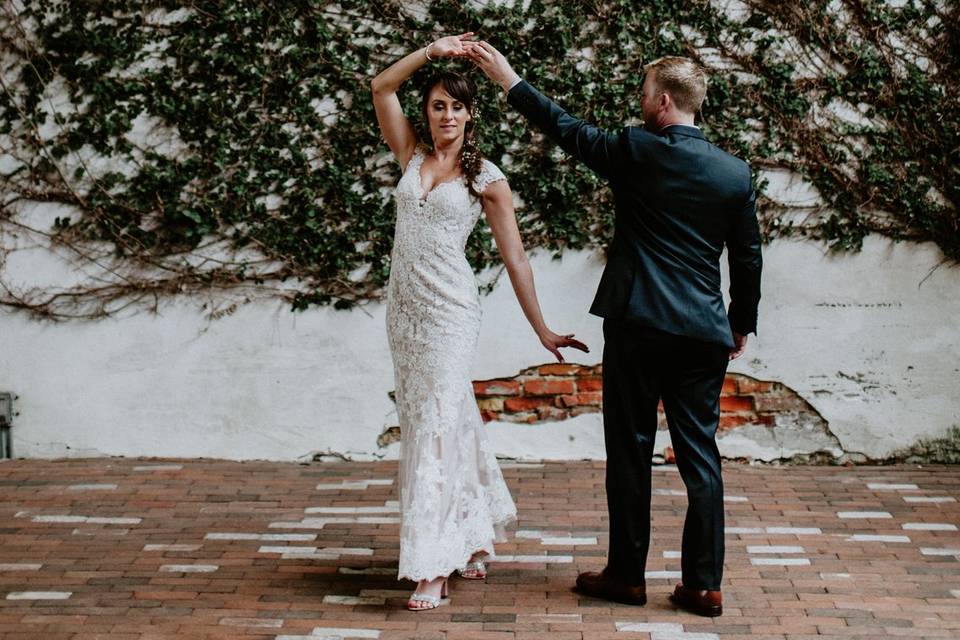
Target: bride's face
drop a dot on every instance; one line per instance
(447, 116)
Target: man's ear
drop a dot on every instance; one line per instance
(665, 101)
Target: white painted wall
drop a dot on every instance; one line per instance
(869, 339)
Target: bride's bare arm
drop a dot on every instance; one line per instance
(498, 207)
(396, 128)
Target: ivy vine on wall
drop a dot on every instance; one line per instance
(231, 148)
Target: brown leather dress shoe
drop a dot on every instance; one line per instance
(702, 603)
(600, 585)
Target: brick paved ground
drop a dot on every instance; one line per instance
(135, 549)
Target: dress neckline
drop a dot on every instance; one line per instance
(424, 196)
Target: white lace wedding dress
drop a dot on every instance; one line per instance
(453, 499)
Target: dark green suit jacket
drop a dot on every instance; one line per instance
(679, 201)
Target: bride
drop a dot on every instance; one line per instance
(454, 502)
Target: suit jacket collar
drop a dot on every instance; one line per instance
(682, 130)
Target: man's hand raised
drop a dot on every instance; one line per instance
(492, 63)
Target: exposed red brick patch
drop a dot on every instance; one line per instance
(551, 392)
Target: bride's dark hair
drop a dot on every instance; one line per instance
(460, 88)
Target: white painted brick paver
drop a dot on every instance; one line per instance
(383, 509)
(355, 484)
(256, 623)
(320, 523)
(869, 537)
(333, 633)
(662, 575)
(568, 541)
(797, 531)
(276, 537)
(355, 600)
(929, 526)
(664, 631)
(385, 593)
(100, 533)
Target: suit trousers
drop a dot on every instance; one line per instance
(642, 366)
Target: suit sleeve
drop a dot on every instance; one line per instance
(600, 150)
(743, 254)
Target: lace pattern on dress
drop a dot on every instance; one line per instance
(453, 499)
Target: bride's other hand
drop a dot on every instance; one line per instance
(493, 63)
(450, 46)
(554, 343)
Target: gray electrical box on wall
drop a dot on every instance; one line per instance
(6, 420)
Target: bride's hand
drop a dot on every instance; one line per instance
(450, 46)
(554, 343)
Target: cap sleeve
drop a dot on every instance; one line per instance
(489, 173)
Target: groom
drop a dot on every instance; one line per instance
(679, 201)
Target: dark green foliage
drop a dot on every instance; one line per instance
(273, 99)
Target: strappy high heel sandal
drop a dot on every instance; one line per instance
(430, 602)
(475, 570)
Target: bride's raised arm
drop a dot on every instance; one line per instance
(396, 128)
(498, 208)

* _ARBEITSANWEISUNG_:
Wiederhole wortgetreu alles von der Zeile mit „Target: bride's dark hair“ bis hinunter zur letzten Zeile, wobei beide Enden eingeschlossen sind.

* _LÖSUNG DER AUFGABE_:
Target: bride's dark hair
drop a dot on every instance; one line per instance
(460, 88)
Target: white painted brick paver
drop a dot on every instance; one line per instance
(383, 509)
(355, 484)
(256, 623)
(320, 523)
(869, 537)
(333, 633)
(662, 575)
(568, 541)
(797, 531)
(276, 537)
(355, 600)
(929, 526)
(664, 631)
(385, 593)
(100, 533)
Target: suit trousers
drop a dot on every instance; one line per instance
(642, 366)
Target: suit sleeve
drop a dot on every instance; one line per instance
(600, 150)
(743, 254)
Target: lace pattern on dress
drop a dot on every instance; one line per instance
(453, 499)
Target: bride's other hand
drop a dot on every instance; one line per instance
(493, 63)
(450, 46)
(554, 343)
Target: gray electrical box on wall
drop a dot on every instance; one line per instance
(6, 420)
Target: bride's hand
drop a dot on every instance; one line per instance
(450, 46)
(554, 343)
Target: cap sleeve
drop a dot on every instance; one line per instance
(489, 173)
Target: groom
drop a dot on every instance; one line per instance
(679, 201)
Target: dark green foliage
drop a dot on every instance; one line per instance
(273, 99)
Target: strappy high heel sandal
drop a dot on every instance; one line per instance
(430, 602)
(475, 570)
Target: bride's raised arm
drop a dot on every instance; one line per instance
(396, 128)
(498, 208)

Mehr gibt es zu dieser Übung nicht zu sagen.